* **TEXTE SOURCE**
• • •
Éparpillement des Acadiens (1755-1761) Version imprimable

 

Nous avons vu dans l'introduction que l'Angleterre avait décidé de «britanniser» sa colonie de la Nouvelle-Écosse en 1749. La Guerre de Sept Ans (1756-1763), que des auteurs américains nomment aussi «The French and Indian War», devait accélérer le processus de cette «britannisation». La guerre, dont les origines sont plutôt nord-américaines qu'européennes, permit à l'Angleterre, après des échecs initiaux (1756-1758), de se substituer finalement à la France dans toute l'Amérique septentrionale. Dans arégion des provinces Maritimes, la France gardait encore le Cap-Breton, appelé alors île Royale, et l'Île du Prince-Édouard, désignée alors comme île Saint-Jean. La chute de Louisbourg en 1758 scella le sort de ces deux possessions françaises.


Mais deux ans avant la déclaration formelle de la guerre, Anglais et Français avaient commencé à s'affronter. L'Ohio avait d'abord servi de théâtre militaire en 1754. Craignant d'être prises dans un étau, les autorités anglaises dépêchèrent en 1755 le colonel Monckton pour attaquer le fort Beauséjour qui tomba en juin 1755. Les événements devaient se précipiter par la suite: après la chute du dit fort Beauséjour, les autorités anglaises entreprirent de déporter toute la population de la Nouvelle-Écosse péninsulaire. Cinq à six mille Acadiens devaient ainsi être déracinés. La population de Louisbourg, composée d'environ 2,000 habitants, fut rapatriée en France, comme ce fut le cas de celle de l'Île Saint-Jean, ces deux colonies étant encore possessions françaises au plan légal. Dans le cas de l'île Saint-Jean toutefois, cette colonie comprenait, en plus des quelques centaines de colons qui s'y étaient établis depuis quelques années, près de 5,000 réfugiés acadiens qui avaient réussi à se soustraire aux recherches des troupes de Lawrence en Nouvelle-Écosse. La plupart seront rapatriés en France, mais une bonne partie aboutira dans les prisons de l'Angleterre.


On a beaucoup disserté, non sans faire appel aux sentiments, pour tenter établir à qui incombait la responsabilité de la Déportation. Les uns y ont vu l'œuvre de Lawrence seul, d'autres ont insisté sur le rôle-clé de la Nouvelle-Angleterre, d'autres enfin ont plutôt mis en lumière la politique de Londres.
• • •
* **MATÉRIEL FOURNI**
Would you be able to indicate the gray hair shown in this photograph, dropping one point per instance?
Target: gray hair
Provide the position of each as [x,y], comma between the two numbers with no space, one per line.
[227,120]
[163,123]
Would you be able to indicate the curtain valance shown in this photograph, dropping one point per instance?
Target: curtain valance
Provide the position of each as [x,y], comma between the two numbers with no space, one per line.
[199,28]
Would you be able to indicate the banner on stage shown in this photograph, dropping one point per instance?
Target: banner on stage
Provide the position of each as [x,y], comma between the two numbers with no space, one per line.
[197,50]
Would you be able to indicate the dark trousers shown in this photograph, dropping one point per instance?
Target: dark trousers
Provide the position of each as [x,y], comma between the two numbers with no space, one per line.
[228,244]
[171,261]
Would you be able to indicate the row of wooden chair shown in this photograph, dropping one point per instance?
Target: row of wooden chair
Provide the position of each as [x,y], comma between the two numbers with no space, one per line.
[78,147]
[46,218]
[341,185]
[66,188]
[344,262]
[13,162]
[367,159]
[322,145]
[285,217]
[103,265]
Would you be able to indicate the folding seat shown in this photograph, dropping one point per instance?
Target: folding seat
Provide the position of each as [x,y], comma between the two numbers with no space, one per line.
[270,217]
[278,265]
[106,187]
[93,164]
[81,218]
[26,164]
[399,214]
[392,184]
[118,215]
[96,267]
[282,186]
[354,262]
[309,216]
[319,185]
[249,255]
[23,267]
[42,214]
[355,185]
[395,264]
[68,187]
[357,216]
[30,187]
• • •
* **TRAVAIL DEMANDÉ**
Recopiez le passage du texte sur l'éparpillement des Acadiens compris entre «Éparpillement des Acadiens» et «deux possessions françaises.», ces deux bornes incluses.

* **RÉSULTAT ATTENDU**
Éparpillement des Acadiens (1755-1761) Version imprimable

 

Nous avons vu dans l'introduction que l'Angleterre avait décidé de «britanniser» sa colonie de la Nouvelle-Écosse en 1749. La Guerre de Sept Ans (1756-1763), que des auteurs américains nomment aussi «The French and Indian War», devait accélérer le processus de cette «britannisation». La guerre, dont les origines sont plutôt nord-américaines qu'européennes, permit à l'Angleterre, après des échecs initiaux (1756-1758), de se substituer finalement à la France dans toute l'Amérique septentrionale. Dans arégion des provinces Maritimes, la France gardait encore le Cap-Breton, appelé alors île Royale, et l'Île du Prince-Édouard, désignée alors comme île Saint-Jean. La chute de Louisbourg en 1758 scella le sort de ces deux possessions françaises.